A case study of the effects of water vapour on solar radiation, PBL heights, and PM2.5 concentrations. (a) shows the measured wind speeds (m s−1) prior to P4, during P4 and after P4. (b) shows the measured PM2.5 concentrations (μg m−3) and RH (%) prior to P4, during P4 and after P4. (c) shows the measured and modeled (“dry” and “wet” cases) surface solar radiation during P4. (d) shows the measured and modeled (“dry” and “wet” cases) PBL heights. The results suggest that water vapour plays an important role in the reduction of solar radiation and PBL heights.

Model Calculations of Water Vapour Effect on Solar Radiation and PBL

In order to estimate the effect of PM and water vapour on solar radiation and PBL height, a state-of-the-art solar radiation model, Tropospheric Ultraviolet-Visible Model (TUV)17,18 and an empirical PBL model19 are applied in this study (the detailed methods of the two models are shown in Supplementary Information). The effects of water vapour on the solar radiation and the evolution of the PBL height are investigated in two different scenarios (a “wet” and a “dry” case), which represent different aerosol conditions, i.e., with and without the hygroscopic water uptake in the calculation of aerosol optical properties. The calculation showed that in “dry case’ (the blue bars in Fig. 2c), the calculated noontime solar radiations were ~320 W m−2 on Dec. 10 (at the beginning of the heavy haze), and reduced to ~275 W m−2 on Dec. 15 (at the end of the heavy haze), which was ~14% reduction of the surface solar radiation. However, this calculation still strongly deviates from the measured values, and cannot explain the large reduction of the measured surface solar radiation (see Fig. 2c). In contrast, when the hygroscopic process was taken into account in the calculation (‘wet case’), the simulated surface solar radiation reduced from ~290 W m−2 to ~160 W m−2 (~45% reduction) from the beginning to the end of the heavy haze event. This is consistent with the measured trends, i.e., about 240–330 W m−2 at the beginning and ~110 W m−2 at the end of P4 (~45% reduction). It suggests that the rapid increase in the RH value from Dec. 12 (RH ~50%) to Dec. 13 (RH ~80%) amplified the rapid decrease in the solar radiation, which impeded the development of PBL and favoured the further accumulation of pollutants and water vapour.

▸ Given problem A
Reproduce the passage of the water vapor excerpt from "A case study" to "and PBL heights.".
▸ Given problem B
Which two models does the water vapor excerpt apply to estimate the effect of PM and water vapor on solar radiation and PBL height?
The listing is separate material, unrelated to the water vapor excerpt.

▸ Given data

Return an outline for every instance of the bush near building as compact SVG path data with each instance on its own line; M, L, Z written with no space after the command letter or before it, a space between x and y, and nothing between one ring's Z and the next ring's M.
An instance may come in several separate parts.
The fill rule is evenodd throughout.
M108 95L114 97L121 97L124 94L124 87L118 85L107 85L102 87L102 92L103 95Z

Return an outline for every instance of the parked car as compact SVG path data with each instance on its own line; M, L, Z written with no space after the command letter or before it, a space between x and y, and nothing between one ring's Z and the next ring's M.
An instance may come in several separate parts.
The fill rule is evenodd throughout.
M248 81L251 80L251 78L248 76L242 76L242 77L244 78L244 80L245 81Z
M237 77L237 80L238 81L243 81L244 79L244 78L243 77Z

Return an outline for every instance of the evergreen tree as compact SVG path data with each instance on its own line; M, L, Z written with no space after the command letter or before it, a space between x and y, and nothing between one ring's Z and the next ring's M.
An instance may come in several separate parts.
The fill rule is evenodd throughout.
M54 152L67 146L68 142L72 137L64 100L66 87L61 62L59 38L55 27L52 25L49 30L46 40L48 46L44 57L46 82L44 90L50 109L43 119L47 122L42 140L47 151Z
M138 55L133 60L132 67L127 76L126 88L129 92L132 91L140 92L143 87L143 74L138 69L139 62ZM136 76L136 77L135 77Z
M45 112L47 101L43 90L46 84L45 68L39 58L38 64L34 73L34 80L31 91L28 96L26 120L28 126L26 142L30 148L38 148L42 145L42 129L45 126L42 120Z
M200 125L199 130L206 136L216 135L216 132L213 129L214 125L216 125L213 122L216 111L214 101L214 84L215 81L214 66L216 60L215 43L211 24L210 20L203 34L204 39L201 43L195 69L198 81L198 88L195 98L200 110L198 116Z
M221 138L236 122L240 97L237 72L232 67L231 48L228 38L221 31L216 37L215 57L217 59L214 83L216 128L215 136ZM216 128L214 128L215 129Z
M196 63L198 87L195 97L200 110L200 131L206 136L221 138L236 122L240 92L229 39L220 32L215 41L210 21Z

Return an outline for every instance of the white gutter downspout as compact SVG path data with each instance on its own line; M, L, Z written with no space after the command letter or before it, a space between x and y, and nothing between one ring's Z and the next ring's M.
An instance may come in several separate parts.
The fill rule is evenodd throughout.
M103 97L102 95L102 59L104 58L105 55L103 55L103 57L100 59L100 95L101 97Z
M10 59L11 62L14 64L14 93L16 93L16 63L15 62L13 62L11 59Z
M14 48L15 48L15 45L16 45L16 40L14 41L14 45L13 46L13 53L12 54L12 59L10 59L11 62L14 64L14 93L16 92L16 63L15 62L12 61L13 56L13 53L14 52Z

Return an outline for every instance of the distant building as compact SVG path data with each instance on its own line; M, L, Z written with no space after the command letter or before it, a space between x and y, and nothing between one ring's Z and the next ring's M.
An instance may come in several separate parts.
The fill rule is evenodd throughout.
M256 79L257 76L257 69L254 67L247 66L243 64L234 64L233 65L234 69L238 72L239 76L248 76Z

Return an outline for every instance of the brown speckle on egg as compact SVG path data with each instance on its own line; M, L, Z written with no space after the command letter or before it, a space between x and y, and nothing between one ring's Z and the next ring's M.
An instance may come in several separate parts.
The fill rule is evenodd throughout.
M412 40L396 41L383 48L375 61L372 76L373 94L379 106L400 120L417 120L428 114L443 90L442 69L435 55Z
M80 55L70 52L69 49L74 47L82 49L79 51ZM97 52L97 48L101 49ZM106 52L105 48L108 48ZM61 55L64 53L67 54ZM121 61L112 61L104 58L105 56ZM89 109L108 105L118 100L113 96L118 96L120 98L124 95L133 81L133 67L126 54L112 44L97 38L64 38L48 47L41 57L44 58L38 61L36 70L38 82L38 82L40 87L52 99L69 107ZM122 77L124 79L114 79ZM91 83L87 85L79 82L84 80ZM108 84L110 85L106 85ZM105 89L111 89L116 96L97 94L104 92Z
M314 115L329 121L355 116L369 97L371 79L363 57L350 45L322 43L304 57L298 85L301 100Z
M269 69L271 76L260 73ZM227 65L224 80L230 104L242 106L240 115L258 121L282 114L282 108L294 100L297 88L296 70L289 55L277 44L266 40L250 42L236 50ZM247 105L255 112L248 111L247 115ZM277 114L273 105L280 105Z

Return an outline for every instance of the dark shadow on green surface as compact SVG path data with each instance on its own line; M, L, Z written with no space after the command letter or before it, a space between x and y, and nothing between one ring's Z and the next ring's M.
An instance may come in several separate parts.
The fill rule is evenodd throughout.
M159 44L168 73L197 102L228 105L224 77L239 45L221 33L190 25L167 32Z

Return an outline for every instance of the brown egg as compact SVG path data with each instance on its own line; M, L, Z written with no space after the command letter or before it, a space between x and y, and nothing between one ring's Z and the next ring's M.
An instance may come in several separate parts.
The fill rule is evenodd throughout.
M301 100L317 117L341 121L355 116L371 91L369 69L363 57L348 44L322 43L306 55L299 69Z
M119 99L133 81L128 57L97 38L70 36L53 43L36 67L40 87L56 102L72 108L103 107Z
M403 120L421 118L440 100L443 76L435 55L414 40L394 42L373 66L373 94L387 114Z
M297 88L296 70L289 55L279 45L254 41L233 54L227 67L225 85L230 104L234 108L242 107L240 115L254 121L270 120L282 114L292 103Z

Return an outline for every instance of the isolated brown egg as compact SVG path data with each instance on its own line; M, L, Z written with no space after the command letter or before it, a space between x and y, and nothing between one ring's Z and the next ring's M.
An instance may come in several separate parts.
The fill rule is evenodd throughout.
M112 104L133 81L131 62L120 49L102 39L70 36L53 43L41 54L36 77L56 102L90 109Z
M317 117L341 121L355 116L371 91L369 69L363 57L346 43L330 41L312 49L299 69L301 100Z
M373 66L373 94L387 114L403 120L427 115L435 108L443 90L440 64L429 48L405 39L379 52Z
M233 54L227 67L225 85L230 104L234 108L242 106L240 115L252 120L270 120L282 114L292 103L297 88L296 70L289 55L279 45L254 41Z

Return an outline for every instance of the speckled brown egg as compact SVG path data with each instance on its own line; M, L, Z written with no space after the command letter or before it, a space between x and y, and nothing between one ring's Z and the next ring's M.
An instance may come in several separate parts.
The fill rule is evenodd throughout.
* * *
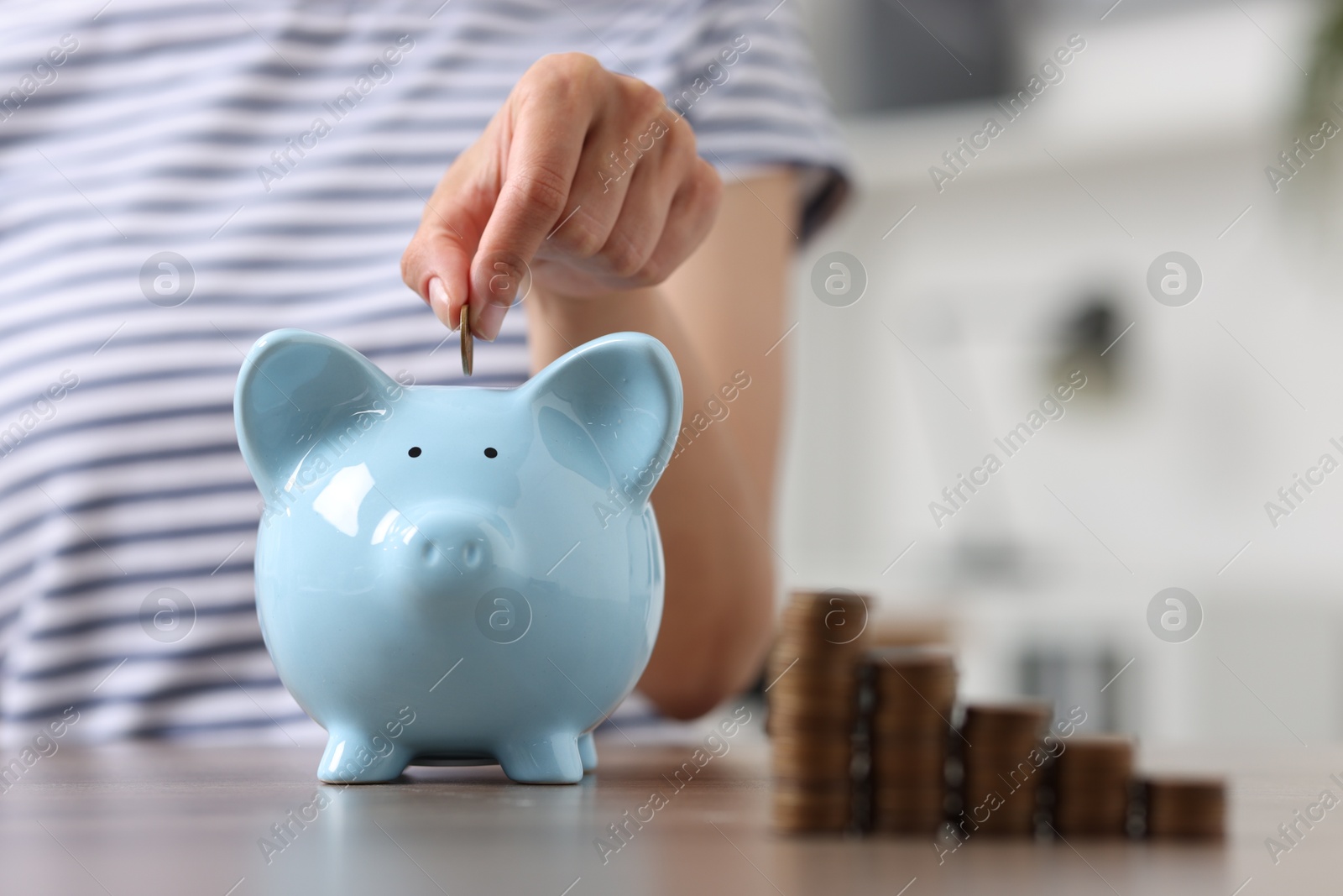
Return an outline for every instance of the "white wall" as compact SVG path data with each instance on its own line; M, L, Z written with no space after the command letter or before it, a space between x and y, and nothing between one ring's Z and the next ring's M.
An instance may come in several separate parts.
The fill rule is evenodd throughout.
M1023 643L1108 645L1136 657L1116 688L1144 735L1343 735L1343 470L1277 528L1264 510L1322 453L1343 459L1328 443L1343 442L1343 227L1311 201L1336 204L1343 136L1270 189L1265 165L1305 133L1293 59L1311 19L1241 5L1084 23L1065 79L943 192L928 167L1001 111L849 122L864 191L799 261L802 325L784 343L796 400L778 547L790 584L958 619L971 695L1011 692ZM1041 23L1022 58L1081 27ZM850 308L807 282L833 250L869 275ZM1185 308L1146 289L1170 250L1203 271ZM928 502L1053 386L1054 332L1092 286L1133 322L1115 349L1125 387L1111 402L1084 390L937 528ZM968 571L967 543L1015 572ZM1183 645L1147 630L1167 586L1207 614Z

▸ Exercise answer A
A case study of the effects of water vapour on solar radiation, PBL heights, and PM2.5 concentrations. (a) shows the measured wind speeds (m s−1) prior to P4, during P4 and after P4. (b) shows the measured PM2.5 concentrations (μg m−3) and RH (%) prior to P4, during P4 and after P4. (c) shows the measured and modeled (“dry” and “wet” cases) surface solar radiation during P4. (d) shows the measured and modeled (“dry” and “wet” cases) PBL heights. The results suggest that water vapour plays an important role in the reduction of solar radiation and PBL heights.

▸ Exercise answer B
The Tropospheric Ultraviolet-Visible Model (TUV), a solar radiation model, and an empirical PBL model.